**Your assignment:** Without the pictures, print each of the records below exactly as it appears.
================================
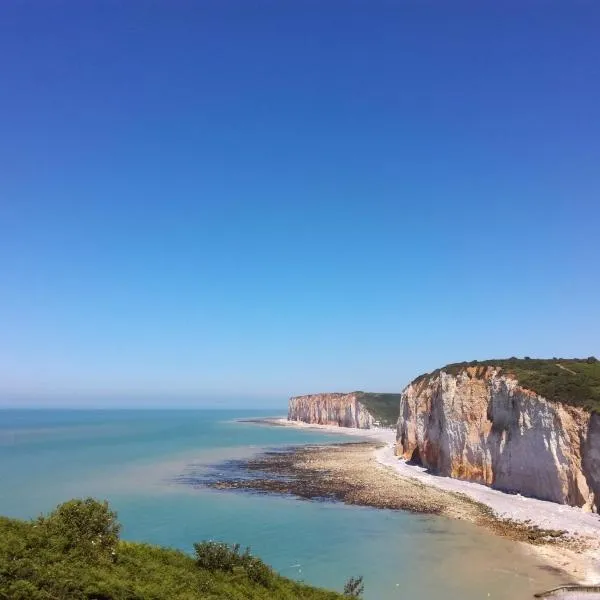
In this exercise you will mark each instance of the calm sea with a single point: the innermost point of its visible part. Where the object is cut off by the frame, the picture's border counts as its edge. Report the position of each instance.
(132, 458)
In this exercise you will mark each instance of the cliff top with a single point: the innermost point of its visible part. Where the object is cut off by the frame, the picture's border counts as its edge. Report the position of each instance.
(574, 381)
(385, 408)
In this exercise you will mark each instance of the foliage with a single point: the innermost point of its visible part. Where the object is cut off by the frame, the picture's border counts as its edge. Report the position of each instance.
(86, 527)
(385, 408)
(354, 587)
(572, 381)
(53, 558)
(217, 556)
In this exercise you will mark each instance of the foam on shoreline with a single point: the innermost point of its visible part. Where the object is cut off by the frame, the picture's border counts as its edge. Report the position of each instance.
(546, 515)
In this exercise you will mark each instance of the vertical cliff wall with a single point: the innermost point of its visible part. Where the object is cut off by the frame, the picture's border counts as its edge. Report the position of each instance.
(484, 427)
(343, 410)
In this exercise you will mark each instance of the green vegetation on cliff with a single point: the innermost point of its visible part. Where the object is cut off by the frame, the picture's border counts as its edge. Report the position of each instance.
(75, 553)
(385, 408)
(574, 381)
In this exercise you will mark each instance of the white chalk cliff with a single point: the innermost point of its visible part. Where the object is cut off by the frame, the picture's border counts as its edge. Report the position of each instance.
(343, 410)
(484, 427)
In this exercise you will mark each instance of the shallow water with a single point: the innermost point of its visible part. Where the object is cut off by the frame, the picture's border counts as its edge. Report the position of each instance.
(134, 458)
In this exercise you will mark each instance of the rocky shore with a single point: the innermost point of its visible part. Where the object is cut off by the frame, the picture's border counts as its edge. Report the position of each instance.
(361, 473)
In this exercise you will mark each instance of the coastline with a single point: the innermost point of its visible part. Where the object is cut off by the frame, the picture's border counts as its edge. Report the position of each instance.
(577, 553)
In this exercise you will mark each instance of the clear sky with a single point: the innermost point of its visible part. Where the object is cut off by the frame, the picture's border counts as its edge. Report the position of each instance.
(237, 201)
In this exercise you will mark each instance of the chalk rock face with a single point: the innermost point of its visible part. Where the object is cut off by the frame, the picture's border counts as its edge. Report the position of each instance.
(343, 410)
(487, 428)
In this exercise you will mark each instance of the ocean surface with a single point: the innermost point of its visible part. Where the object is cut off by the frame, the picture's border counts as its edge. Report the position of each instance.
(133, 459)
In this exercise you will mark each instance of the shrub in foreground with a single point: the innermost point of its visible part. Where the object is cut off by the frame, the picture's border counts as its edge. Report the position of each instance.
================================
**The completed task:**
In this exercise you will mark each instance of the calm sea with a single point: the innermost point of its visible part. Where the object is cut off by the frame, the picture's border counts as its edge. Report the position of each instance.
(132, 458)
In this exercise you will mark each instance of the cliff top with a single point: the innermost point of its visible part. Where the object is cut off by the frame, the picture's border counts as its edge. Report the position of each instance.
(574, 381)
(385, 408)
In this exercise you will mark each instance of the foliage with a single point: the innermost point of its visible part. Where the object is cut off by the frame, the picture's border counts as its edge. Report the position of each instance.
(86, 527)
(385, 408)
(354, 587)
(572, 381)
(53, 558)
(217, 556)
In this exercise you will mark each instance of the foam on shoreline with a single point: the innermost point of its visible part. Where the object is cut off by the frame, the picture's border counts as its edge. Report the position of each instance.
(546, 515)
In this exercise you will mark each instance of the vertical cliff wall with a single point: the innermost point of its visible part. Where the object is cut off by the frame, the picture's border counts as its edge. Report the position of each instance.
(484, 427)
(343, 410)
In this exercise you will mark each instance of the green vegetation on cliff with a single point: the innermost point of its visible part. Where the object is cut off by the frame, the picture's border counts as its edge. Report the position of each instance.
(75, 553)
(385, 408)
(574, 381)
In this exercise you will mark each instance of the white chalk cliff with a single point: the innermost point of its visible part. Where the object is cut off by the frame, the picture's border counts as its edge. Report the position of each instance.
(343, 410)
(484, 427)
In this exercise you will mark each instance of the shallow water with a single point: the innermost point of its visible part. Where the object is cut off by the frame, the picture's border counts as its edge. Report the position of each instance.
(134, 458)
In this exercise you will mark each instance of the rocky shore with a single point: the innermost point of its visible part. Where the object is cut off by the frame, the picture's border counts as its edge. Report the position of each instance.
(361, 473)
In this exercise you will mark each instance of the coastline with a single point: the innermost point of its visible part. Where the object is cut off by the frame, the picture's border counts as its edge. Report the position of each instance.
(577, 553)
In this exercise you will mark each instance of the clear sky with a single point: the innermost point of its visible part. Where the object is cut off by the frame, the picture's border counts as its edge. Report the position of each instance.
(237, 201)
In this exercise you will mark each instance of the chalk rock face with a single point: the innermost point of its visible part. Where the object is cut off by the frame, the picture's border counts as its edge. Report the position of each instance.
(343, 410)
(487, 428)
In this exercise you will mark each instance of the ocean surface with a single point: the innermost point of its visible part. Where the object is cut off by the frame, the picture's border counts as its edge. Report the position of each instance.
(133, 459)
In this exercise you will mark each instance of the shrub in foreground with a single point: the innermost point of its visible part. Where the object is cut off by the frame, the picture's border counts as its edge. Report the position of each instance.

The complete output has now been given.